#### [Given text]
And he rose and came to his father. But when he was still a great way off, his father saw him and had compassion, and ran and fell on his neck and kissed him. And the son said to him, 'Father, I have sinned against heaven and in your sight, and am no longer worthy to be called your son.' But the father said to his servants, 'bring out the best robe and put it on him, and put a ring on his hand and sandals on his feet. And bring the fatted calf here and kill it, and let us eat and be merry; 'for this son of mine was dead and is alive again; he was lost and is found.' And they began to be merry.
Luke 15: 20-23 NKJV
Each time I think of a perfect father, I recall the parable of the prodigal son in Luke15. This young man had siezed his opportunity to "sieze the day" and, after collecting his inheritance, had left home with high hopes. Well, long story short, the lad squanders his inheritance on what today would be called loose living. It didn't take long before the boy realizes that perhaps he had made a mistake in leaving home. His solution, return home to his father, beg his forgiveness and beg for a job as one of his fathers servants. His plan may have worked had not the boys father had compassion on his lost son and showered him with affection upon his return. No doubt dad had been agonizing over his wayward sons behavior since he left home, that's just what most parents do. Notice that I said MOST parents, there are those exceptions.
According to The United States Census Bureau...
~ 43% of children inn the United States live without a father at home.
~ 90% of runaway children are from fatherless homes.
~ 71% of pregnant teenagers lack a father
~ 63% of youth suicides are from fatherless homes
~ 80% of rapists motivated with displaced anger come from fatherless homes.
~ 75% of adolescent patients in chemical abuse centers come from fatherless homes.
These statistics paint a stunning picture as to just how far we've fallen in our society. As a result of our own selfishness, we may have single handedly destroyed a generation of our own children. We've become fond of placing the blame for the downfall of our children on other factors such as television, drugs, alchohol and hanging with the wrong people. I could go on, but why? Are we too blind to see that we ourselves are a large part of this problem? For example, my own father was a alchoholic and unfaithful in his marriage. Was it my brother and I who were ultimately responsible for my dads behavior? No, that burden lays squarely with my dad. I'd suggest there was nothing I did that contributed to my parents divorce. I didn't convince my dad to go out and get drunk or to cheat on my mother! In fact, if I'd had a say in the matter I'm sure I would have smacked him in the head and told him to man up and save his family! My point here is, it was ultimately my dads selfish choices that led to the breakup of our family.
For the most part, I spent many years of my childhood searching for a way to explain why my dad did what he did. How many more children out there have had the very same experience? We've seen the statistics already. What we should be asking ourselves is "Why have we, as men, dropped the ball so often in this area?" As I've mentioned, I believe it comes down to our own selfish choices. There are countless books and resources out there on what makes a good father, but all of this can be for not if someone has no desire but for himself and his own needs. Where can we look to in our search for fatherhood? Well, I believe a good start would be from the same source that created the institution of fatherhood, our Lord God. After all, it is our own heavenly father who loved us enough to send his son to die for us. No greater love has ever been known. As I've mentioned, in the Luke 15 parable of the prodigal son we have a wonderful example of fatherhood. I've always believed that Jesus used this parable to teach of the selfless love that our own heavenly father has for us. We may have imperfect parents and a broken home, but our heavenly father has loved us first.

#### [Required action]
Summarize the essay on fatherhood in two sentences. Rely only on the essay on fatherhood, with no outside knowledge.

#### [Dataset items]
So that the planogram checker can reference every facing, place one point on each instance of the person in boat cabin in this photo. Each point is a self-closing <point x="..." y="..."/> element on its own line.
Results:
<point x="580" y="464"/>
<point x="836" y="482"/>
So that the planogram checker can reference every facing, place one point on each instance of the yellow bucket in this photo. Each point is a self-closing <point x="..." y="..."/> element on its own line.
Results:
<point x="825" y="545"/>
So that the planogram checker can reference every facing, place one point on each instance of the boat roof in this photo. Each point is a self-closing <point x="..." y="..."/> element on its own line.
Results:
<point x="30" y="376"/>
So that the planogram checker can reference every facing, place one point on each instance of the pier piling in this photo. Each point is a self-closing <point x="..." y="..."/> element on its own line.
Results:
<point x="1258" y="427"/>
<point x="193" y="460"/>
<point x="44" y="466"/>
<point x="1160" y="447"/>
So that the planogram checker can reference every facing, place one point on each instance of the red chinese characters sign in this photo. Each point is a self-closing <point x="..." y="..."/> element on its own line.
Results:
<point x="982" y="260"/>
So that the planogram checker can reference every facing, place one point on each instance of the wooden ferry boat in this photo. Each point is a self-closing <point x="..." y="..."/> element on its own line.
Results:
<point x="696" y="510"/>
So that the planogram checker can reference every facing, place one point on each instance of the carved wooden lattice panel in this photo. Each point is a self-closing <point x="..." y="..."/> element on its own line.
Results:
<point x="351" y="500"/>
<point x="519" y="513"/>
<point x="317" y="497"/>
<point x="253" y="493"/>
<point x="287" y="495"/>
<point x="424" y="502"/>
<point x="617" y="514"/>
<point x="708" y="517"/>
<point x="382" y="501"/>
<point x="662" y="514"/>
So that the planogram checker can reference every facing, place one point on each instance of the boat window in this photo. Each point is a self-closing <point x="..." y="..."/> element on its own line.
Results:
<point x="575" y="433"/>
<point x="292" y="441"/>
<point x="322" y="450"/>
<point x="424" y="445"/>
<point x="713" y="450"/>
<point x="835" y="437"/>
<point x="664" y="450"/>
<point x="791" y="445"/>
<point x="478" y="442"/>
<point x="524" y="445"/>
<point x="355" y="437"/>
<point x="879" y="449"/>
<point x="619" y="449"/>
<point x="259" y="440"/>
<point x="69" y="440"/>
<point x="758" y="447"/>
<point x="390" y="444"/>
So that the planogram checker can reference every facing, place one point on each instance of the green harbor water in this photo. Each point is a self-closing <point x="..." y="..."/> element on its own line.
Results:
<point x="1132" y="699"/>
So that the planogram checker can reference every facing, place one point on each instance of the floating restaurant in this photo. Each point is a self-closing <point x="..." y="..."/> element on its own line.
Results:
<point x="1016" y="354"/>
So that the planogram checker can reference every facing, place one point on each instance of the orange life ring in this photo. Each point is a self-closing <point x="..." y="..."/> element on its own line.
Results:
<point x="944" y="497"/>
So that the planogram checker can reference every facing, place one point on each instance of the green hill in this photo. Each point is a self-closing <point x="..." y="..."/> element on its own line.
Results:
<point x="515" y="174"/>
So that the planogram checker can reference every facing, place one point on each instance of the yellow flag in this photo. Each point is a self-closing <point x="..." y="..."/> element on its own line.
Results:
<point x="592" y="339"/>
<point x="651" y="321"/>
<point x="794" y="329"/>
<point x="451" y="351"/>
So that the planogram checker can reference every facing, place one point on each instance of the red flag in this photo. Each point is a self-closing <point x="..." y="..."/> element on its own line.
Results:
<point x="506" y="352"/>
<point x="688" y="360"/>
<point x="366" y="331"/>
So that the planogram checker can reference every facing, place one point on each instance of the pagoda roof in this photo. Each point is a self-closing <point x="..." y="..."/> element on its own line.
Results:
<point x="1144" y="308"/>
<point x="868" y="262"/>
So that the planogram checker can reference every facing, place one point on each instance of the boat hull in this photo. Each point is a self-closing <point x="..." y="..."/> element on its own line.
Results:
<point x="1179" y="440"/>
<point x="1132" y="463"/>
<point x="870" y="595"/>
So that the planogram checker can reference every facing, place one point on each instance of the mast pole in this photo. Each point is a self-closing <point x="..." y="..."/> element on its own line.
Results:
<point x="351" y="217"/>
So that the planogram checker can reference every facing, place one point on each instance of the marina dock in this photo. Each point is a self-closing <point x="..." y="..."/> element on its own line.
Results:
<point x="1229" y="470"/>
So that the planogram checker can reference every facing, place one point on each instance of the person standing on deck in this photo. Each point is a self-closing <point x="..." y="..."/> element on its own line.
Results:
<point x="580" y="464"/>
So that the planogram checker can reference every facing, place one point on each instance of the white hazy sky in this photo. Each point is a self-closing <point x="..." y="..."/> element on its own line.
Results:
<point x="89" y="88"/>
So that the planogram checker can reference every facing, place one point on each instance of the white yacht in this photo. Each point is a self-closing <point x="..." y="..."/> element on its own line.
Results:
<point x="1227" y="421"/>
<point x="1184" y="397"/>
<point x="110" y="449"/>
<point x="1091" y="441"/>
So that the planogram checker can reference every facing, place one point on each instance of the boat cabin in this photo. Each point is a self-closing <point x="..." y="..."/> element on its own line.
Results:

#### [Task response]
The writer holds up the parable of the prodigal son in Luke 15, in which a father has compassion on his returning son, as an example of fatherhood, and cites United States Census Bureau figures on children from fatherless homes. Blaming men's own selfish choices, including those of the writer's father, the writer points to God as the source of fatherhood and of selfless love.